**Task to carry out:**
Below are records; print only the lines from the line containing "Can you see the steel" to the end, both included, reproduced exactly and without the pictures.
---------- Excerpted data
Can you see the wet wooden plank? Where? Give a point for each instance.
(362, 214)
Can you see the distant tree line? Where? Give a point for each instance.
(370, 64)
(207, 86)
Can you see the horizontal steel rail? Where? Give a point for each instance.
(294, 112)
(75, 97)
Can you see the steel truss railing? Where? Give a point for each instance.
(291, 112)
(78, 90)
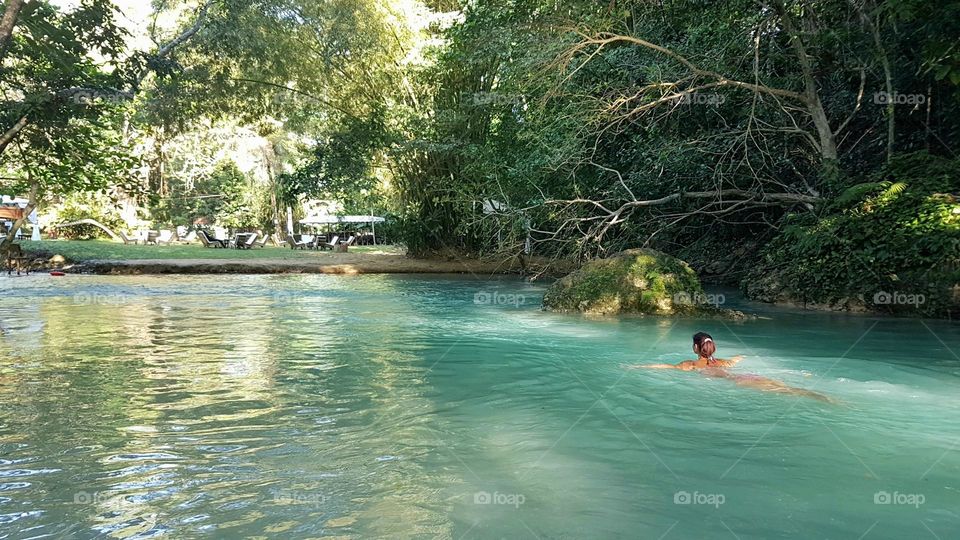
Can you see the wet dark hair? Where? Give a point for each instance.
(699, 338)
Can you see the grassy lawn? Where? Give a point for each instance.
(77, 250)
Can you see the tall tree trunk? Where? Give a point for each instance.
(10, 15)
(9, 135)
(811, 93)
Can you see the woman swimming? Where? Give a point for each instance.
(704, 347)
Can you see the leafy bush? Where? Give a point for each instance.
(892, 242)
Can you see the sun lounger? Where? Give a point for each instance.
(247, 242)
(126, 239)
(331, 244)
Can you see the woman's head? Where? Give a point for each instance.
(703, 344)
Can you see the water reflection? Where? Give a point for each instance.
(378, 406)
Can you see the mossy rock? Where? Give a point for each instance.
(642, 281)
--------------------
**Response:**
Can you see the steel truss railing? Where? Give a point for each instance.
(291, 112)
(78, 90)
Can you see the wet dark hair? Where? Give a point for each instance.
(699, 338)
Can you see the grassy lawn? Where? Give a point for each instance.
(77, 250)
Can you see the tall tree trunk? Where? Give a point for each instance.
(10, 15)
(9, 135)
(811, 93)
Can you see the woman swimming? Where? Give a point for each instance.
(704, 347)
Can you see the leafy bush? Where? Give a point for each instance.
(892, 242)
Can you see the sun lounger? Where? Give a point for each instance.
(247, 242)
(126, 239)
(331, 244)
Can you see the woman's head? Where? Give a point for each instance.
(703, 344)
Can you see the water reflection? Where? Give a point for each instance.
(378, 406)
Can you see the mossy rock? Where? Give a point for each instance.
(642, 281)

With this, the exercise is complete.